# Do this
Reproduce all of the items below verbatim, from the first through the last.

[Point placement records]
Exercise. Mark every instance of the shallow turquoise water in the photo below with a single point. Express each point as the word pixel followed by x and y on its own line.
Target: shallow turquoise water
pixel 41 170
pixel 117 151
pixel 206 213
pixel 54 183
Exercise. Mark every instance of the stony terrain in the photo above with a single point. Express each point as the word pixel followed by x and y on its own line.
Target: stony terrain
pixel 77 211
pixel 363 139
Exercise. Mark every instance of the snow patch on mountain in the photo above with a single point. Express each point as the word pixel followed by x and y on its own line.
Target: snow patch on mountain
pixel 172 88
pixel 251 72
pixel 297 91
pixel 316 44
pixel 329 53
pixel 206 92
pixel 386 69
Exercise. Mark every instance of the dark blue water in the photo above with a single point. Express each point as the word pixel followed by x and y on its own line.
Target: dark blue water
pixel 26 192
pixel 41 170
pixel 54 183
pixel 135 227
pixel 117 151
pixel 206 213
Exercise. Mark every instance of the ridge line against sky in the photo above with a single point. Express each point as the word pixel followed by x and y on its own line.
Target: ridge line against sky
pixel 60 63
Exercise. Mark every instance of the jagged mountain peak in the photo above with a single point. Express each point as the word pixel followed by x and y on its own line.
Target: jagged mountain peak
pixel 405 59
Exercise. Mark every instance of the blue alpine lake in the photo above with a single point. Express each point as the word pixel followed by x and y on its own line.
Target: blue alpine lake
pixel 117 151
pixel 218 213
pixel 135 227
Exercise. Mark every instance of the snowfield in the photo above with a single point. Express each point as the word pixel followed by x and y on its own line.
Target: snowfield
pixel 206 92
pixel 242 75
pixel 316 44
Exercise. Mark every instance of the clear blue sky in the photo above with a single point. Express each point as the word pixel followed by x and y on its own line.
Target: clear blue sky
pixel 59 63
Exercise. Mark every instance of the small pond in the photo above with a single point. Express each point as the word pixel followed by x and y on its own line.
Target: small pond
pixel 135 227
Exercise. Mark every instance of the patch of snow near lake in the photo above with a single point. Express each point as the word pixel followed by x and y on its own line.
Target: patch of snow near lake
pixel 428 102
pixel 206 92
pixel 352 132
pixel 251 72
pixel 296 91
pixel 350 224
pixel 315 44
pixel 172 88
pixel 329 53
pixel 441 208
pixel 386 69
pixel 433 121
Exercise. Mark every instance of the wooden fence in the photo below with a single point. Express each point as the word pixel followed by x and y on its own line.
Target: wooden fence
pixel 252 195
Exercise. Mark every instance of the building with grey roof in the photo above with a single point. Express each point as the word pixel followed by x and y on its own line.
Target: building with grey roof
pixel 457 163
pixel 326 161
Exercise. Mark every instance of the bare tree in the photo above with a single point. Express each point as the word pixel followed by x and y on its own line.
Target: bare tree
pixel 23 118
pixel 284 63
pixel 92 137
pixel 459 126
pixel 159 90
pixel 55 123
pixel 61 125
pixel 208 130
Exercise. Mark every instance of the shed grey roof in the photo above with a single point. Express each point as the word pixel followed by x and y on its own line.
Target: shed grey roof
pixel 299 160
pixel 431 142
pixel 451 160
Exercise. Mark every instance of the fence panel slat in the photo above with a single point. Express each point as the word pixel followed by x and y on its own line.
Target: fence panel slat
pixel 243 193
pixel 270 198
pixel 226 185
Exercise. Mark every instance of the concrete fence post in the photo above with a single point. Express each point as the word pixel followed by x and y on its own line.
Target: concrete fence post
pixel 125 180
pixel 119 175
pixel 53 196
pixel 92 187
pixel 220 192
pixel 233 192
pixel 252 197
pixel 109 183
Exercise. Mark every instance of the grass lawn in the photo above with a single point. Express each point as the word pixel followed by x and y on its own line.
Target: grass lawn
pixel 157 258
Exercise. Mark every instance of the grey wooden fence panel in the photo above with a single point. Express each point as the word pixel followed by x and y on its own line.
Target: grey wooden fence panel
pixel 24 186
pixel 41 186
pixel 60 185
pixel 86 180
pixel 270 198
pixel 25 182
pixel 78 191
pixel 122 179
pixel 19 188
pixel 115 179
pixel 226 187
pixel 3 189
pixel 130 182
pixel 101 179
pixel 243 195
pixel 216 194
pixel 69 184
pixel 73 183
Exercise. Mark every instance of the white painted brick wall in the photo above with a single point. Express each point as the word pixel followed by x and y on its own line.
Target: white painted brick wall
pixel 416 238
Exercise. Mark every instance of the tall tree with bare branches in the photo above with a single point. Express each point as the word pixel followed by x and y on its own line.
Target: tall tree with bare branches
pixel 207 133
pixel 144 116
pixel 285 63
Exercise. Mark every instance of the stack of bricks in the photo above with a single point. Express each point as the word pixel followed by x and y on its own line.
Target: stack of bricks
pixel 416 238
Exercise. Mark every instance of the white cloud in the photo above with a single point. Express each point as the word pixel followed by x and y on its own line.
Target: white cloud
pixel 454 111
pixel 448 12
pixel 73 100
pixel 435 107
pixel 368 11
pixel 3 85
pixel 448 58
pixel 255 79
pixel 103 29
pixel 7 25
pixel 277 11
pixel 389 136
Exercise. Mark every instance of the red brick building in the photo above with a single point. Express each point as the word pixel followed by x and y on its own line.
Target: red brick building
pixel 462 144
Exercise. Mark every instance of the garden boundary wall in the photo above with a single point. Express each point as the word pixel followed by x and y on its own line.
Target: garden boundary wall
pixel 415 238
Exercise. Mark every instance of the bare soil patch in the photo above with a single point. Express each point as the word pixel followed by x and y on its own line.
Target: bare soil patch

# Solution to this task
Exercise. Mark every instance of the shallow turquoise water in the photo below with a single point. Express each point as the word pixel followed by x and y on its own line.
Target: shallow turquoise water
pixel 41 170
pixel 117 151
pixel 206 213
pixel 54 183
Exercise. Mark every instance of the stony terrain in the photo above with a single point. Express each point as the word pixel followed by x and y on its own line.
Target: stony terrain
pixel 77 211
pixel 363 139
Exercise. Mark every instance of the snow patch on mountain in the photo above with a single point. Express each point as the word pixel followed by x and y on its own line.
Target: snow patch on mountain
pixel 172 88
pixel 251 72
pixel 297 91
pixel 316 44
pixel 329 53
pixel 206 92
pixel 386 69
Exercise. Mark every instance of the dark blue water in the photo above with a single point. Express each point as the word pixel followed by x and y on its own line.
Target: dark blue water
pixel 26 192
pixel 41 170
pixel 54 183
pixel 135 227
pixel 117 151
pixel 206 213
Exercise. Mark every instance of the ridge line against sky in the photo above with a single point. Express each point as the word pixel followed by x and y on its own line.
Target: ridge line against sky
pixel 60 63
Exercise. Mark every instance of the jagged mountain peak in the photo above with a single point. Express each point as the word pixel followed by x and y on its own line.
Target: jagged mountain peak
pixel 405 59
Exercise. Mark every instance of the blue alpine lake in the photo above with a single point. Express each point as the word pixel followed by x and y on its own line.
Target: blue alpine lake
pixel 117 151
pixel 218 213
pixel 135 227
Exercise. Mark every instance of the snowfield in the photo above with a single point. Express each point as the word pixel followed by x and y on its own line.
Target: snowfield
pixel 206 92
pixel 242 75
pixel 316 44
Exercise. Mark every instance of the clear blue sky in the photo above with a single point. Express each point as the word pixel followed by x and y on its own line.
Target: clear blue sky
pixel 59 63
Exercise. Mark every instance of the small pond in the photo above with a single point. Express each point as the word pixel followed by x and y on its own line.
Target: small pond
pixel 135 227
Exercise. Mark every instance of the patch of snow near lake in the photo above with a single point. Express each point as the word pixel followed by x and y on its own line.
Target: patch of snow near lake
pixel 428 102
pixel 206 92
pixel 352 132
pixel 251 72
pixel 296 91
pixel 350 224
pixel 315 44
pixel 172 88
pixel 329 53
pixel 441 208
pixel 386 69
pixel 433 121
Exercise. Mark every instance of the wooden fence in the photo below with a single point. Express each point as the word pixel followed by x and y on its own line.
Target: wooden fence
pixel 252 195
Exercise. Mark every instance of the building with grey roof in the photo above with a single point. Express each point as the word pixel followed by x and y on its own line.
Target: building with grey roof
pixel 457 163
pixel 326 161
Exercise. Mark every instance of the bare tree in the photo above with a single point. Express each point as the word pixel followed by x and y on its own line.
Target: bare tree
pixel 23 118
pixel 284 63
pixel 92 137
pixel 459 126
pixel 159 90
pixel 55 123
pixel 61 125
pixel 208 130
Exercise. Mark every instance of the shed grey roof in the photo above with a single point. Express each point as the word pixel followed by x and y on its own line.
Target: shed grey roof
pixel 299 160
pixel 431 142
pixel 451 160
Exercise. Mark every instance of the fence panel slat in the photo above with a single point. Express each point as the word pixel followed by x and y on its own line.
Target: fence panel slat
pixel 243 193
pixel 270 198
pixel 226 185
Exercise. Mark every instance of the concrete fence post in the photo above with a single point. Express each point as the word pixel followed by x and y on its own line.
Target: concrete fence post
pixel 125 180
pixel 119 175
pixel 53 196
pixel 92 187
pixel 220 192
pixel 233 192
pixel 252 197
pixel 109 183
Exercise. Mark every instance of the grass lawn in the photo above with a single point. Express each point as the word pixel followed by x and y on its own line.
Target: grass lawn
pixel 157 258
Exercise. Mark every instance of the grey wooden fence panel in the photo above with a single point. Express each point as the word pixel followed by x and y on its own line.
Target: grey wooden fence panel
pixel 24 186
pixel 41 186
pixel 60 185
pixel 86 180
pixel 270 198
pixel 25 182
pixel 78 191
pixel 122 179
pixel 19 188
pixel 115 179
pixel 226 187
pixel 3 189
pixel 130 182
pixel 101 179
pixel 243 195
pixel 216 194
pixel 69 184
pixel 73 183
Exercise. Mark every instance of the white painted brick wall in the photo above with a single point. Express each point as the word pixel followed by x and y on its own line.
Target: white painted brick wall
pixel 416 238
Exercise. Mark every instance of the tall tree with bare branches in the photo above with a single point. Express each point as the word pixel followed by x and y on its own line.
Target: tall tree with bare branches
pixel 207 133
pixel 144 116
pixel 285 63
Exercise. Mark every instance of the stack of bricks in the photo above with a single point. Express each point as the word pixel followed by x and y on its own line.
Target: stack of bricks
pixel 416 238
Exercise. Mark every instance of the white cloud in the photo above with a single point. Express each point as the word pixel followed by x and y on its own line.
Target: white cloud
pixel 454 111
pixel 448 12
pixel 73 100
pixel 435 107
pixel 368 11
pixel 3 85
pixel 448 58
pixel 255 79
pixel 103 29
pixel 7 25
pixel 277 11
pixel 389 136
Exercise. Mark every instance of the red brick building in the photo above with a single point. Express each point as the word pixel followed by x and y on its own line.
Target: red brick building
pixel 462 144
Exercise. Mark every instance of the garden boundary wall in the photo above with a single point. Express each point as the word pixel followed by x and y on its own line.
Target: garden boundary wall
pixel 415 238
Exercise. Mark every instance of the bare soil patch in the photo above with a single point. Express each point as the word pixel followed by x and y on its own line.
Target: bare soil patch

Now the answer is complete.